▶ **WHAT THE TASK REQUIRES**: Print all of the data exactly, but drop the pictures.

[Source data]
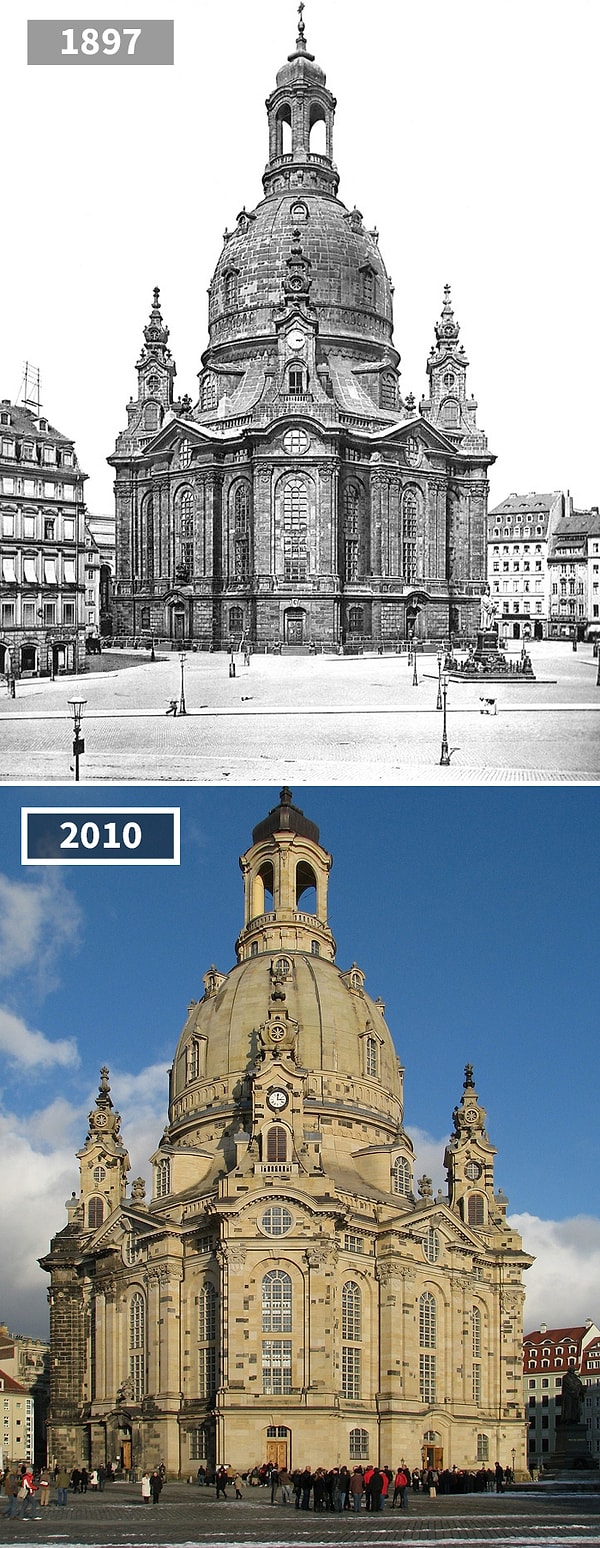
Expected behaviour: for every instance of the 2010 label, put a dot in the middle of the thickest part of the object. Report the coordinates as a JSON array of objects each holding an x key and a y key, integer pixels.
[{"x": 101, "y": 836}]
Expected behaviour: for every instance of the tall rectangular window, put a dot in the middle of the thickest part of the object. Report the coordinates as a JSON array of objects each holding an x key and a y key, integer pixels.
[
  {"x": 427, "y": 1378},
  {"x": 277, "y": 1366}
]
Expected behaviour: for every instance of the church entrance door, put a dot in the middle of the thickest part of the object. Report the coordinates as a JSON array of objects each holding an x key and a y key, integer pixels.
[
  {"x": 277, "y": 1454},
  {"x": 296, "y": 618}
]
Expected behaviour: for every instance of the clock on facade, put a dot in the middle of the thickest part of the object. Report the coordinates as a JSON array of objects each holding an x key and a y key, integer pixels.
[{"x": 277, "y": 1099}]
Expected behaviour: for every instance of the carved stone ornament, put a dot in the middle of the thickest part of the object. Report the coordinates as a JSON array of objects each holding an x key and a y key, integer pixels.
[{"x": 320, "y": 1254}]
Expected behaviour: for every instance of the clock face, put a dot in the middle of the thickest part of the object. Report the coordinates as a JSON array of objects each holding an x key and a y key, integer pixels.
[{"x": 277, "y": 1099}]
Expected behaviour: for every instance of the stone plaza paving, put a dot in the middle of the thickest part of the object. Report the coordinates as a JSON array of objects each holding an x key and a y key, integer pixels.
[
  {"x": 333, "y": 720},
  {"x": 187, "y": 1514}
]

▶ **TASK RESPONSE**:
Expected behaviour: for every instance of the 2010 label, put a dot in the middle of the thickest part of the object. Report the coordinates as a JSON array of objects each holding an x key and a y key, integer pixels.
[{"x": 101, "y": 836}]
Expected behaviour: for every instance of the tall rectangular window, put a dot in the middle of the thickest part of the object. Report the coordinates as a JSON array of objects each holding an x key and a y key, integer pixels.
[
  {"x": 427, "y": 1378},
  {"x": 277, "y": 1366}
]
Expected behaviour: for every instance of the church entrance door, put a dot in the middle of the thickest part of the object. Report the coordinates as a JSON array of objects each holding an x key and a y key, integer pixels.
[
  {"x": 277, "y": 1454},
  {"x": 296, "y": 618}
]
Expected behaviour: for every instance of the clock on facade, put a dot in the middle of the thickest part of the object. Report the coordinates as a JSON array of objects each holding an x key and a y key, integer pixels.
[{"x": 277, "y": 1099}]
Expected behaviour: for every instance of the carved stone ornament, put a dot in the middle of the thickest part of the object. Report the coordinates as a JSON array of objects each holding an x key and a y key, integer pixels.
[{"x": 320, "y": 1254}]
Expected behaviour: for every instance of the clock face, put a dot in the middle of the thickest part of the object. Report the coordinates as a JSON array of objects each holding an x key and a y key, integer pixels.
[{"x": 277, "y": 1099}]
Expected behaviour: for every instance of the stone plaza paving, put a dot in the middle of the thickest part of the object. Report the coordinates as a JSON array of objects each holding an x key and a y key, integer pixels.
[
  {"x": 333, "y": 720},
  {"x": 187, "y": 1514}
]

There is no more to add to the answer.